**AIM OF THE EXERCISE**
Each line that includes "wall" must be copied from the records.

BEGIN

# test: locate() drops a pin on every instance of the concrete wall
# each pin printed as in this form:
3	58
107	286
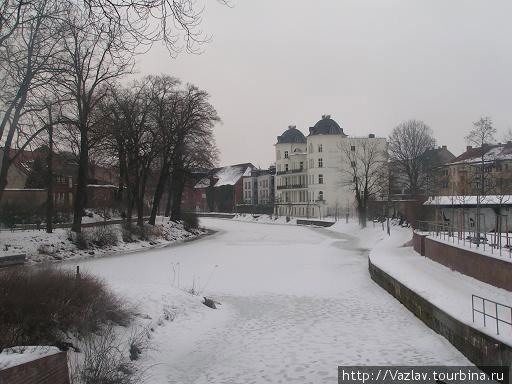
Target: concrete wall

END

**WRITTEN SOLUTION**
# test: locate() drops a pin on every instance of the concrete wall
Target: concrete wall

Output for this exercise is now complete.